En Macédoine du Nord, les apiculteurs s'organisent face au réchauffement climatique et aux maladies
Chaque jour, Magda Miloseska enfile son costume blanc et son casque et se faufile à l'arrière de sa maison, dans l'ouest de la Macédoine du Nord, pour rejoindre ses milliers d'abeilles.
Depuis plus de 20 ans, elle s'en occupe et récolte leur miel à Stence, un petit village entouré de montagnes à 650 mètres d'altitude, où les températures dépassent déjà les 30 degrés.
A 62 ans, l'apicultrice parle avec passion de ses abeilles. Mais elle ne peut s'empêcher de voir à quel point le travail devient plus difficile d'année en année.
"Avant, c'était beaucoup plus facile", explique Magda. "L'apiculture, c'était un plaisir".
"Aujourd'hui, on doit se battre. Contre le réchauffement climatique, contre les maladies", ajoute-t-elle, mentionnant notamment le Varroa destructor, un acarien parasite apparu dans les années 1970 en Europe - un véritable cauchemar pour les abeilles, capable d'anéantir une colonie en deux ou trois ans.
"Les apiculteurs les plus anciens disent qu'ils récoltaient 30 à 50 kilos de miel par essaim", précise l'apicultrice. "En ce moment, avec ce climat, on est plus autour de 20 kilos".
Le kilo se vend sur les étals entre 15 et 20 euros.
- Biodiversité -
Environ 10% des abeilles et des papillons sont menacés d'extinction en Europe - en grande partie à cause des activités humaines, pointent les dernières études européennes.
Selon l'Agence alimentaire et vétérinaire, 6.900 apiculteurs élevaient 306.000 essaims d'abeilles en 2023 en Macédoine du Nord. Un hobby pour certains, une source de revenus pour d'autres.
Les abeilles n'ont pas seulement un rôle dans la production alimentaire, elles sont aussi essentielles à la biodiversité.
Selon une publication du programme des Nations Unies pour l'environnement, sur les 100 plantes qui fournissent 90% de la nourriture consommée dans le monde, 71 sont pollinisées par les abeilles.
Les organisations environnementales qui travaillent sur la biodiversité avertissent que pour relever le défi que le réchauffement climatique pose aux abeilles, une coordination stricte entre toutes les parties prenantes est nécessaire, du ministère de l'Agriculture à l'Agence pour l'alimentation et la santé animale en passant par les universités et l'Office national de la statistique.

▶ **Données**:
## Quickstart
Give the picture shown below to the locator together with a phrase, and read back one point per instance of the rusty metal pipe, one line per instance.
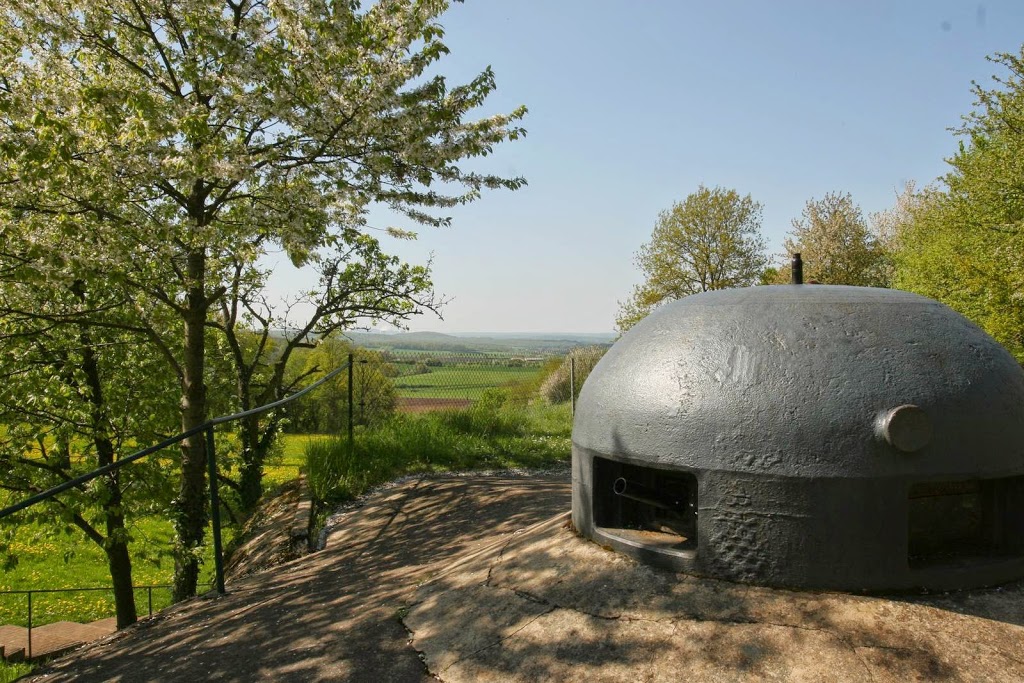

▶ **Travail demandé**:
1 - D'après le texte sur les apiculteurs de Macédoine du Nord, combien d'essaims d'abeilles étaient élevés dans le pays en 2023 ?
2 - Dans le texte sur les apiculteurs de Macédoine du Nord, reformulez sous forme de liste le paragraphe qui commence par « Les organisations environnementales qui travaillent » en gardant ses faits principaux.
3 - Recopiez à l'identique, dans le texte sur les apiculteurs de Macédoine du Nord, tout ce qui va de « En Macédoine du Nord, les » jusqu'à « les 30 degrés. ».

▶ **Réponses**:
1 - 306.000 essaims, élevés par 6.900 apiculteurs.

2 -
- Les organisations environnementales qui travaillent sur la biodiversité lancent un avertissement.
- Selon elles, une coordination stricte entre toutes les parties prenantes est nécessaire pour relever le défi que le réchauffement climatique pose aux abeilles.
- Les parties prenantes citées sont le ministère de l'Agriculture, l'Agence pour l'alimentation et la santé animale, les universités et l'Office national de la statistique.

3 -
En Macédoine du Nord, les apiculteurs s'organisent face au réchauffement climatique et aux maladies
Chaque jour, Magda Miloseska enfile son costume blanc et son casque et se faufile à l'arrière de sa maison, dans l'ouest de la Macédoine du Nord, pour rejoindre ses milliers d'abeilles.
Depuis plus de 20 ans, elle s'en occupe et récolte leur miel à Stence, un petit village entouré de montagnes à 650 mètres d'altitude, où les températures dépassent déjà les 30 degrés.